§ PARTS OF THE EXERCISE:
1: Rename "Batcher" to "Scheduler" in the stretch of the Text Generation Inference article from "Last Updated on" through "correct environment configuration.", and write out that stretch again.
2: Extend the Text Generation Inference article, continuing after its last line.

Last Updated on 2024-07-31 by Clay
Introduction
HuggingFace's Text Generation Inference (TGI) is a framework specifically designed to deploy and accelerate LLM inference services. Below is its architecture diagram:
On the outermost left side, at the API service level, the path opens to <url>/generate
. If the data is input from the API, it first enters a buffer and then is transferred to the backend model service by the Batcher. According to the official documentation, they use PagedAttention implemented by vLLM, with its core directly referencing vLLM.
For more on vLLM's accelerated inference mechanism, refer to:
- Using vLLM for High-Speed Inference of Large Language Models (LLM)
- Using vLLM To Accelerate Inference Speed By Continuous Batching
Usage
The most recommended method is to start with the official pre-packaged Docker Image, ensuring the correct environment configuration.
model=/data/teknium--OpenHermes-2.5-Mistral-7B/
volume=$PWD/data/
docker run \
--gpus device=1 \
--shm-size 10g \
-p 8080:80 \
-v $volume:/data/ \
ghcr.io/huggingface/text-generation-inference:2.0.4 \
--model-id $model
One thing that might not be clear from the official example is that $model
needs to be the location within the container. It makes sense upon closer consideration but can be confusing at first.
Once our TGI service is up and running, we can use the curl
command to send requests directly.
Sending Requests with CURL
curl 127.0.0.1:8080/generate \
-X POST \
-d '{"inputs":"What is Deep Learning?","parameters":{"max_new_tokens":20}}' \
-H 'Content-Type: application/json'
Output:
{"generated_text":"\n\nDeep learning is a subset of machine learning in artificial intelligence (AI) that has networks called"}
Sending Requests with Python
Of course, we can also use any language we are familiar with to send requests, such as Python:
import httpx
url = "http://127.0.0.1:8080/generate"
headers = {
"Content-Type": "application/json"
}
data = {
"inputs": "What is Deep Learning?",
"parameters": {
"max_new_tokens": 20
}
}
response = httpx.post(url, json=data, headers=headers)
# Check response
if response.status_code == 200:
print("Response received successfully:")

Recorded data
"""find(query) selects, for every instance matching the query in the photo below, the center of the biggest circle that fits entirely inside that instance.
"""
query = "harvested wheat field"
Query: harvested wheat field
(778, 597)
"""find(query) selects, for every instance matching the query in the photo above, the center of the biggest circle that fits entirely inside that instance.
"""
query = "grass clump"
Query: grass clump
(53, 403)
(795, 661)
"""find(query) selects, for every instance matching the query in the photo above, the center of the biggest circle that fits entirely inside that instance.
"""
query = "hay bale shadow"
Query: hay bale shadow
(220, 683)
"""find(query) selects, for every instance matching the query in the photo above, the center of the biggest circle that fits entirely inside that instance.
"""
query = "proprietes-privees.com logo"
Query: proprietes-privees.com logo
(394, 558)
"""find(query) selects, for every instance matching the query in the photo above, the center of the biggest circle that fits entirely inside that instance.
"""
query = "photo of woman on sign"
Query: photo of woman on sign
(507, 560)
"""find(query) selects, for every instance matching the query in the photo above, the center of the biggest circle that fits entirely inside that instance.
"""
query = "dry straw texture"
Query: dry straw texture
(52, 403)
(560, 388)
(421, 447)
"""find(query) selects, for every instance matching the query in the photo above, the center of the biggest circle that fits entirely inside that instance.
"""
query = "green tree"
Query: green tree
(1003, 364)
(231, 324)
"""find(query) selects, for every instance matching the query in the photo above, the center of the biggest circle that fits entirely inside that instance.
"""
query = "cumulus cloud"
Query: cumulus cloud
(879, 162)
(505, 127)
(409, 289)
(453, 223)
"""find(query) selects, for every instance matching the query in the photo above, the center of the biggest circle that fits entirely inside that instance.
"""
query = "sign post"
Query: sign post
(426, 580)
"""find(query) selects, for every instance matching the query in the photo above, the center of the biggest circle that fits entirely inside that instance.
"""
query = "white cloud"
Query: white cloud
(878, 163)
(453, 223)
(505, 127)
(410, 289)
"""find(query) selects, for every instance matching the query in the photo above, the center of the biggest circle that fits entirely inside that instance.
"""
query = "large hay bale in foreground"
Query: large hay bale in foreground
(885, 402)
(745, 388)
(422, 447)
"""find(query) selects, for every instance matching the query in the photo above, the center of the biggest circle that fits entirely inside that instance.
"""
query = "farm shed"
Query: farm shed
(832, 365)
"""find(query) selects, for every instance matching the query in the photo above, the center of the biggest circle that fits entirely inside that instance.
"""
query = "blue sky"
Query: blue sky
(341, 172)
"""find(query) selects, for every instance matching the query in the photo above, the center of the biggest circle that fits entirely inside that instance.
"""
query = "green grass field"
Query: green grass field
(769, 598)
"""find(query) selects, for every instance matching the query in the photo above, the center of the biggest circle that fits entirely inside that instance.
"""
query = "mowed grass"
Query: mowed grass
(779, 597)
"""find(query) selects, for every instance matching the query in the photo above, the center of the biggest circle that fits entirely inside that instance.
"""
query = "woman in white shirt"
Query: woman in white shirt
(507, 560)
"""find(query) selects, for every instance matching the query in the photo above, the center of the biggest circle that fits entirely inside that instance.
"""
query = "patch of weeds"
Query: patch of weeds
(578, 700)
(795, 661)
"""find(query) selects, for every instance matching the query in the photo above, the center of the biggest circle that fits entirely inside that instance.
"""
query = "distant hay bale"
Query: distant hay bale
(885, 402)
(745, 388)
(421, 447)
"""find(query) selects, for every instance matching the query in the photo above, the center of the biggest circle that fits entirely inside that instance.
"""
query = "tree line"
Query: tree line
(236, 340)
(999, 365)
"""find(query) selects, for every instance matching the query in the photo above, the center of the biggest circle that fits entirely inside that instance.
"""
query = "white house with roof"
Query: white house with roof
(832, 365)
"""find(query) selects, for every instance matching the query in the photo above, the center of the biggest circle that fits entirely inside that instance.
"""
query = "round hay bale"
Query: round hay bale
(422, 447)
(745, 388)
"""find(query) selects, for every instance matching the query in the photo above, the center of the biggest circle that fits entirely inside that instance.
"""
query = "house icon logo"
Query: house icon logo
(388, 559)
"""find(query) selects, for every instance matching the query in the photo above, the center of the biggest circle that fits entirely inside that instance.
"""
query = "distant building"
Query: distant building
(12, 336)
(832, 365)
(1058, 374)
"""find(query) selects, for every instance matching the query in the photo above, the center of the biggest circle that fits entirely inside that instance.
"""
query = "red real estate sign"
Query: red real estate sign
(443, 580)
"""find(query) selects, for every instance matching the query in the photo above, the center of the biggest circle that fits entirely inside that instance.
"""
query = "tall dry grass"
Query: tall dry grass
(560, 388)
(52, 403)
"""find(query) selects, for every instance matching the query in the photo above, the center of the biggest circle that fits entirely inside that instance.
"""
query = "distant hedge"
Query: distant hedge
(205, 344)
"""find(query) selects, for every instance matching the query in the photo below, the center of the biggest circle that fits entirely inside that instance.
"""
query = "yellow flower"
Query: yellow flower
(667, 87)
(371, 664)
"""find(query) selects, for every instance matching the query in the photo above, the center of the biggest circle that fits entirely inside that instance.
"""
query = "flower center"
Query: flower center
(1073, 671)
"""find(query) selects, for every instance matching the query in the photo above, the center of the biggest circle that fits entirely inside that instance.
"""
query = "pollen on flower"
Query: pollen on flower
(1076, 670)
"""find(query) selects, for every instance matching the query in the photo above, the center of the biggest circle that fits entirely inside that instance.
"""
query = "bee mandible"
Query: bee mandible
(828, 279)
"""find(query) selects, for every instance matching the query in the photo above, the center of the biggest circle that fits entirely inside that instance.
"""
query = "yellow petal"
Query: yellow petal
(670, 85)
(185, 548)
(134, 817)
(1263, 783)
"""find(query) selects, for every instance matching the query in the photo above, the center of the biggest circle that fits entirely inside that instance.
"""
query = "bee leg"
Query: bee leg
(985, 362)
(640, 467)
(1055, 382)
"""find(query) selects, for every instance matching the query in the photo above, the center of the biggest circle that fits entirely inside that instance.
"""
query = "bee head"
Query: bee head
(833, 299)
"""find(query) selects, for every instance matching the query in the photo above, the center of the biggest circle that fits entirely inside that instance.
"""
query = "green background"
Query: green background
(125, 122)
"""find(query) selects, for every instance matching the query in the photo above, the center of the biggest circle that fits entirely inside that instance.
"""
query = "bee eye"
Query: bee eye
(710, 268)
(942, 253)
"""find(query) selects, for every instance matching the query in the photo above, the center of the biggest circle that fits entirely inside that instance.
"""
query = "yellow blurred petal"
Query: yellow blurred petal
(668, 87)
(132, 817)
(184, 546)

--

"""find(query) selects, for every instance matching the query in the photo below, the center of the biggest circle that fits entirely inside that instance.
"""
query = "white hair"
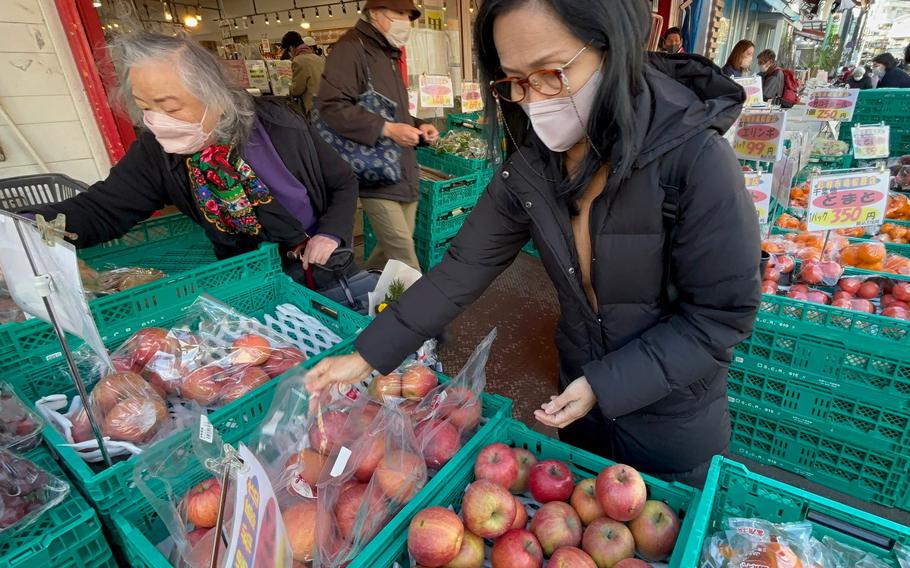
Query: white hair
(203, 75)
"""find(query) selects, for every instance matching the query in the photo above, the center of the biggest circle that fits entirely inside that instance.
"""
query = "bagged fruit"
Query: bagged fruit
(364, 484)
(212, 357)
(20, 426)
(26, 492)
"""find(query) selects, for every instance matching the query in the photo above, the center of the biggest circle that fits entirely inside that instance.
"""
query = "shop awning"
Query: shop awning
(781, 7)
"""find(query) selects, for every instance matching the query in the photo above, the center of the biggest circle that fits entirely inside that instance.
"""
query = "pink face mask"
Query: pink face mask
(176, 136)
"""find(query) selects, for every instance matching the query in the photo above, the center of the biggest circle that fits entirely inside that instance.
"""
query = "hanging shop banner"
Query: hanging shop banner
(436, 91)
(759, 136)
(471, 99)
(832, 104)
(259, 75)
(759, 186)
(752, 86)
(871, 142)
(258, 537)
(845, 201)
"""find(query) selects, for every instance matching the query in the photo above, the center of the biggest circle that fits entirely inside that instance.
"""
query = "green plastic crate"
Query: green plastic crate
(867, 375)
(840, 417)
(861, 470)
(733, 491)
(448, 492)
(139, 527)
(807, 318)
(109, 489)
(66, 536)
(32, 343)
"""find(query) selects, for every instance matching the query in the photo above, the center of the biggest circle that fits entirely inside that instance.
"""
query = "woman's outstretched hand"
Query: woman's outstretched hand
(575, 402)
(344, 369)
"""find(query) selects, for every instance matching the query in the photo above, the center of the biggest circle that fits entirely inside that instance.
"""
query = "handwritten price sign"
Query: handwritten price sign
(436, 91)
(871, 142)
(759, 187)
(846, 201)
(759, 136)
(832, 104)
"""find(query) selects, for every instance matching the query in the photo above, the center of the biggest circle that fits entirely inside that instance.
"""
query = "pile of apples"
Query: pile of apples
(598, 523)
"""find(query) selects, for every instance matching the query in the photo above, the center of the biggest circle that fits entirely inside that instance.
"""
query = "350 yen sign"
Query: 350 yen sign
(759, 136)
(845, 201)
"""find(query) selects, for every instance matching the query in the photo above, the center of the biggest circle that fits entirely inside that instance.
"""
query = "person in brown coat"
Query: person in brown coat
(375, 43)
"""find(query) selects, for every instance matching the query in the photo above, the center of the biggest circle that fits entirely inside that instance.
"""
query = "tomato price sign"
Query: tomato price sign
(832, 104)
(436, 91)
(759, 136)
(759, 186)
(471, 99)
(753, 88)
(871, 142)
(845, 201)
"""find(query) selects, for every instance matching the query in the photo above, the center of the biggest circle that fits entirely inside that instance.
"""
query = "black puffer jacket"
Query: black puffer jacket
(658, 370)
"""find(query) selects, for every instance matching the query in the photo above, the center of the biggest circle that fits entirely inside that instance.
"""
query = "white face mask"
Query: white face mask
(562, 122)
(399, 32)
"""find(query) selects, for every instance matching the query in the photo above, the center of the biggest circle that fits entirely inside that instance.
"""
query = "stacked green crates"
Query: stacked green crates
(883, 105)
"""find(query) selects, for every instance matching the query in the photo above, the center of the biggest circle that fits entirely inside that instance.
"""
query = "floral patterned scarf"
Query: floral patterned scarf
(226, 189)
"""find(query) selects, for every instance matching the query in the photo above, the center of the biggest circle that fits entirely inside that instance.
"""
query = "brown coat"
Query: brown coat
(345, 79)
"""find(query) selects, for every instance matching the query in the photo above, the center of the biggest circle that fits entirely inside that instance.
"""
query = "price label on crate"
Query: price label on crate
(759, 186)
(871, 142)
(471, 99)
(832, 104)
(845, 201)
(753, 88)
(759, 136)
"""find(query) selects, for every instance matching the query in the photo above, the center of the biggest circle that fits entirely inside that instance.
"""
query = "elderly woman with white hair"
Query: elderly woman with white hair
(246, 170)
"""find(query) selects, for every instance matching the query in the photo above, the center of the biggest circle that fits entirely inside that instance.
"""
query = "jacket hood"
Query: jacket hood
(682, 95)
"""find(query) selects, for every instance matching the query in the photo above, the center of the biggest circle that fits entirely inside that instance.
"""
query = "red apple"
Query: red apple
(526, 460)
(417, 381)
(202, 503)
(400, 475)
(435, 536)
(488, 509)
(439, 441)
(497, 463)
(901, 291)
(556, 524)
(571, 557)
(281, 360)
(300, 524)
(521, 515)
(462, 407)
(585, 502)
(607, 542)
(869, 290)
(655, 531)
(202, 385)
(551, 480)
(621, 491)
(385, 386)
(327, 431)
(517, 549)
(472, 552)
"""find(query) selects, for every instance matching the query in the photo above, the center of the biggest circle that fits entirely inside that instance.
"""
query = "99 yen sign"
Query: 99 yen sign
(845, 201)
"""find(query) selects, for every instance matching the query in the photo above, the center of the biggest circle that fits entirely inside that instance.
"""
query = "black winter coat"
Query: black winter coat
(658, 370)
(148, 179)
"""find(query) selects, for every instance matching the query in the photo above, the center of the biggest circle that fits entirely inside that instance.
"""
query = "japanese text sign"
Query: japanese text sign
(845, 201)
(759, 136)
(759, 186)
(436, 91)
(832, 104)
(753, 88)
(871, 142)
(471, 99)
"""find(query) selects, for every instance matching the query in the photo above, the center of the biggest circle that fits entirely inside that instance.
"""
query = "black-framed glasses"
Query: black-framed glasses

--

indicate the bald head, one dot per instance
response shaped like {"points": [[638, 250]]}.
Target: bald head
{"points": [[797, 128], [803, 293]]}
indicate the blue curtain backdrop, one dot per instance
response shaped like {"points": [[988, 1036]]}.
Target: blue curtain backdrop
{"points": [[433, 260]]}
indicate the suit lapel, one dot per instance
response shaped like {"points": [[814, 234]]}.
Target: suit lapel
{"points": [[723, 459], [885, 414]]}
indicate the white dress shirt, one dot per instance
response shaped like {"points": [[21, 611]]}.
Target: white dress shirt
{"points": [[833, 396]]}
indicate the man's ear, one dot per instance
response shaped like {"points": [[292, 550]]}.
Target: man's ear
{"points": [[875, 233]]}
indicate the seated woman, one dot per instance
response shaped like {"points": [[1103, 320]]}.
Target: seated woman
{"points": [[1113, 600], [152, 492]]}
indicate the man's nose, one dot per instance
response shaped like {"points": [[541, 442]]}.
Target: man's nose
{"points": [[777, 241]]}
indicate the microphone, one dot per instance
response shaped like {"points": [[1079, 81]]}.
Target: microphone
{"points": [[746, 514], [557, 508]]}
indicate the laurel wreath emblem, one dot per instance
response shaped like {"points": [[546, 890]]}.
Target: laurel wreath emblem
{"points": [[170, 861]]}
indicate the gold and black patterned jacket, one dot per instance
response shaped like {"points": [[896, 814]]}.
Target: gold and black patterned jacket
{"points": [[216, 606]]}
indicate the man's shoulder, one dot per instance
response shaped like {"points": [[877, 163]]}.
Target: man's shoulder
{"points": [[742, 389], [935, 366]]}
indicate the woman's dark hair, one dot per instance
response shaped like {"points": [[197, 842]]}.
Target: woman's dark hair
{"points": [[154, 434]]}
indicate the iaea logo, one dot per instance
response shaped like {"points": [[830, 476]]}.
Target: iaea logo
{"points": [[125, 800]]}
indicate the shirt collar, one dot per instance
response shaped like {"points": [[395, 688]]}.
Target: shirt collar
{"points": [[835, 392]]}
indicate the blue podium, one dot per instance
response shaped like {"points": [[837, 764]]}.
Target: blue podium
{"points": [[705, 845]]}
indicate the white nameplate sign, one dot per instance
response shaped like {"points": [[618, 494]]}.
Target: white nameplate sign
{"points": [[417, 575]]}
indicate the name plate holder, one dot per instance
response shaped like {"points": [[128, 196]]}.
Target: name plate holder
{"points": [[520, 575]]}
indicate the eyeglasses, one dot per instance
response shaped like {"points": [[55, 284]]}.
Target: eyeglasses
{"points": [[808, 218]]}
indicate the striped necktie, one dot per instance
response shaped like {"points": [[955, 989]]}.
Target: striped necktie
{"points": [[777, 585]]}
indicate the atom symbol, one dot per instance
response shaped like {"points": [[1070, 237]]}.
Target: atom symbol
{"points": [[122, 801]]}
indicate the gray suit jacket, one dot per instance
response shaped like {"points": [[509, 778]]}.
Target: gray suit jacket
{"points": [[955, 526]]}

§ ANSWERS TO EACH TASK:
1:
Last Updated on 2024-07-31 by Clay
Introduction
HuggingFace's Text Generation Inference (TGI) is a framework specifically designed to deploy and accelerate LLM inference services. Below is its architecture diagram:
On the outermost left side, at the API service level, the path opens to <url>/generate
. If the data is input from the API, it first enters a buffer and then is transferred to the backend model service by the Scheduler. According to the official documentation, they use PagedAttention implemented by vLLM, with its core directly referencing vLLM.
For more on vLLM's accelerated inference mechanism, refer to:
- Using vLLM for High-Speed Inference of Large Language Models (LLM)
- Using vLLM To Accelerate Inference Speed By Continuous Batching
Usage
The most recommended method is to start with the official pre-packaged Docker Image, ensuring the correct environment configuration.

2:
print(response.json())
else:
print(f"Failed to get a response. Status code: {response.status_code}")
print(response.text)
Output:
Response received successfully:
{'generated_text': '\n\nDeep learning is a subset of machine learning in artificial intelligence (AI) that has networks called'}
Using InferenceClient from huggingface_hub to Send Requests
from huggingface_hub import InferenceClient
client = InferenceClient(model="http://127.0.0.1:8080")
client.text_generation(prompt="How are you today?")
Output:
'\n\nI’m doing well, thank you.\n\nWhat’s your name?\n'
For Streaming Generation...
from huggingface_hub import InferenceClient
client = InferenceClient(model="http://127.0.0.1:8080")
for token in client.text_generation("How are you today?", max_new_tokens=50, stream=True):
print(token, end="")
Output:
I’m doing well, thank you.
What’s your name?
My name is John.
Where are you from?
I’m from the United States.
What do you do?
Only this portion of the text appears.